Entries shown:
——
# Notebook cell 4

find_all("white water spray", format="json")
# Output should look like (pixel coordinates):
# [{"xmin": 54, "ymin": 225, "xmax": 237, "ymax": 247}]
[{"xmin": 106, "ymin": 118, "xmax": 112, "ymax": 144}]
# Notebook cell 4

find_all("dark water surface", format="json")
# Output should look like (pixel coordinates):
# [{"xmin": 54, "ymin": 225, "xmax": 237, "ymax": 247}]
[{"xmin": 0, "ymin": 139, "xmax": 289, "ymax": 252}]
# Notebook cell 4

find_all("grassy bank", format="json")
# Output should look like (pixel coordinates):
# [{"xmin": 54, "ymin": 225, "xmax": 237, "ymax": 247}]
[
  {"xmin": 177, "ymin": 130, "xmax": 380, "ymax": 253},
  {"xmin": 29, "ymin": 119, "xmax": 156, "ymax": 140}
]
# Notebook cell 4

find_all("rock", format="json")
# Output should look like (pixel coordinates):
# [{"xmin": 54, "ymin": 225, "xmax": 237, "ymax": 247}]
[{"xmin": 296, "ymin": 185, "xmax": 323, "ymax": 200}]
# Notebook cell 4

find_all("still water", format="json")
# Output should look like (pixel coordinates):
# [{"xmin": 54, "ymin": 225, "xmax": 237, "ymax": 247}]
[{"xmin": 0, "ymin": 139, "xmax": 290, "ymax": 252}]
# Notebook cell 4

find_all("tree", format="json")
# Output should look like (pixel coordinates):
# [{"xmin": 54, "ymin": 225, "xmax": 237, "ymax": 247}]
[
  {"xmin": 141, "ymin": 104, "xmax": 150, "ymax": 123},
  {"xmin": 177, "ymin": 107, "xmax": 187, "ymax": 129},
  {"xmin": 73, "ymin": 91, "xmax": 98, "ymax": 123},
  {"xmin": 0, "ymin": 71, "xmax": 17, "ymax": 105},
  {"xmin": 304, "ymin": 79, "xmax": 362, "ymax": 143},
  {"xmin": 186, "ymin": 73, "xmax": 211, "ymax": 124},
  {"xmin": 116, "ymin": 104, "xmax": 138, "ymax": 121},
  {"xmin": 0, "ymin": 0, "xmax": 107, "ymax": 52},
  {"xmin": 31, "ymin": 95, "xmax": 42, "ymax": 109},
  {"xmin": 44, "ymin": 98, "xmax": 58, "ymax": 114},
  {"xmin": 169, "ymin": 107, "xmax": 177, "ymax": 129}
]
——
What is asked: How many lines of the records above contain the string "format"? Case counts; reply with the number alone.

Answer to this exercise: 6